Work to be completed:
Your task is to extract every entry that follows word for word while excluding the pictures.
►
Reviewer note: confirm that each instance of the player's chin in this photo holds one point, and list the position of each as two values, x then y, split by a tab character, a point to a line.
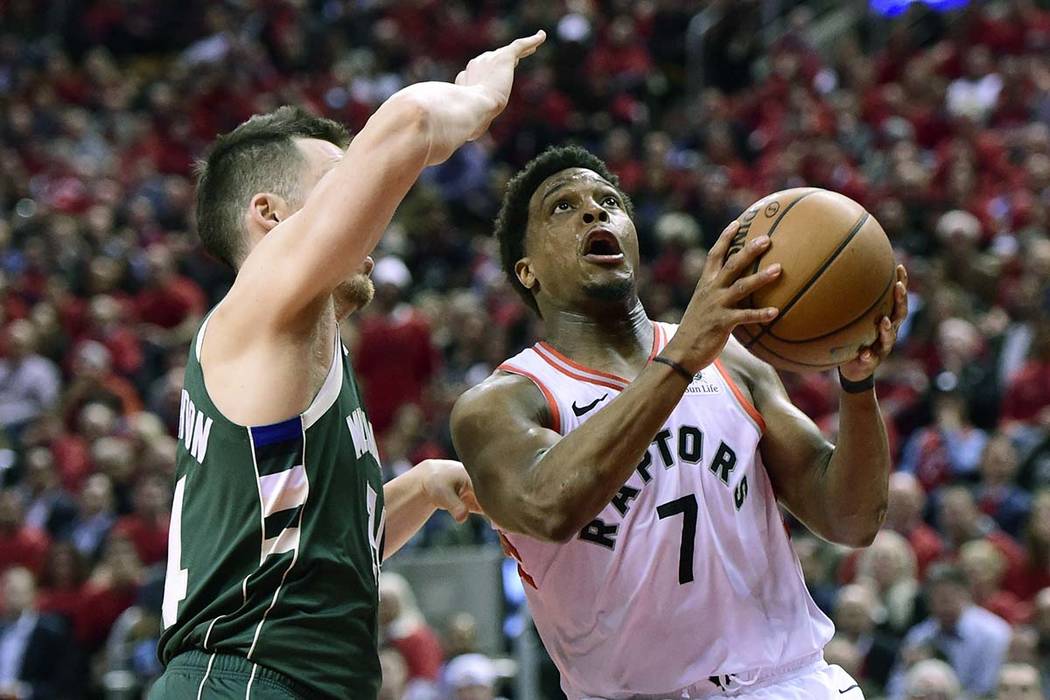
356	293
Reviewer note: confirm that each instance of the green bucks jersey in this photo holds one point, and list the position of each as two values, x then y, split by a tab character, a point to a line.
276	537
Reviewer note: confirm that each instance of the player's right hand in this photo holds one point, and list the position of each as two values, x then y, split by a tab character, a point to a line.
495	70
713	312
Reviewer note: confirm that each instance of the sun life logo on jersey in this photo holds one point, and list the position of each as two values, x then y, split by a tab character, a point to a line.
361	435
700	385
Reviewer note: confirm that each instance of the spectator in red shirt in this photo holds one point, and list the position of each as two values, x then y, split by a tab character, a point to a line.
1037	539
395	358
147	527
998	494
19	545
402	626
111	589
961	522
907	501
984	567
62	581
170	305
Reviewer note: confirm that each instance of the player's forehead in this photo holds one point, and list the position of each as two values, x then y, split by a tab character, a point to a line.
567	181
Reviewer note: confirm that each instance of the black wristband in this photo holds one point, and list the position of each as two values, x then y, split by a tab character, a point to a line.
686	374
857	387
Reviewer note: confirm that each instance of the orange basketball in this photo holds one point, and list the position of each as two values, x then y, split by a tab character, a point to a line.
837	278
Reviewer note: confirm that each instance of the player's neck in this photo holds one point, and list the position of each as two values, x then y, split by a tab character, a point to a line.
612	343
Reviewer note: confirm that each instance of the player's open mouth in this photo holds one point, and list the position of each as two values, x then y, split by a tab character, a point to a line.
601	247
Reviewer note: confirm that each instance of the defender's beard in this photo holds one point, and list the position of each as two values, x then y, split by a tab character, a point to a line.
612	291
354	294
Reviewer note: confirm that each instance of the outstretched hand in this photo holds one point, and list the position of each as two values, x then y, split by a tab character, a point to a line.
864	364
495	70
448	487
◄
Response:
Reviewer note: confirm that each instance of the player's chin in this photo holds one point, and list the position of each as two values, x then y, split by a tab character, a point to a line.
356	293
Reviewer note: confirm that each instance of the green bucks jersey in this photo holds one point, and list the position of each as two values, x then y, split by a tab character, a point to a line.
276	537
Reviewer note: confirm that each instance of the player's right hand in this photo holds one point, and list the position of each as two values, x then y, split by a tab character, a point to a line.
495	70
713	312
Reviewer note: confirm that each instance of the sun life logo on jersey in this photo holds one point, and list the position of each as two values, x then y, split by a tab character, a point to a line.
361	435
700	385
Reviewer note: confirm that each instance of the spectator in red shirt in this photo holds one point, and list the position of each as two values, x then y, split by a tab character, a point to a line.
1037	539
395	358
147	527
998	494
19	545
402	626
111	589
961	522
907	501
984	567
62	581
170	305
Reviewer note: confirm that each instance of the player's forehead in this photo holds one point, and list the position of each as two values, x then y, split by a tab character, a point to a line.
567	181
Reviewer note: confirm that each instance of the black wristband in this photo holds one point, and list the position of each as two values, x then y, split by a tab character, a point to a line.
686	374
857	387
Reviewer note: confirm that each instance of the orange basketball in this photo holds one point, and list the position of each as two values, x then y, split by a tab character, a point to a line.
837	278
Reviewer note: confirm that each instance of the player's neck in this photo holds one point, and list the position of each as two values, x then y, split by a tab character, a point to a line.
612	343
Reviewer note: confirm that each instance of the player's open mouth in this photo holds one point, and list the position of each as two values, x then y, split by a tab character, a point to a line.
601	247
Reviewer note: confirm that each instance of the defender's beard in this photo holds one point, and list the position of each as two values, x then y, split by a tab character, a point to a line.
612	291
354	294
Reviewer note: confirm that each instance of the outstretched hand in this photo holds one point, and list the position of each as two values, x then y, split by a tab character, a point to a line.
864	364
495	70
448	487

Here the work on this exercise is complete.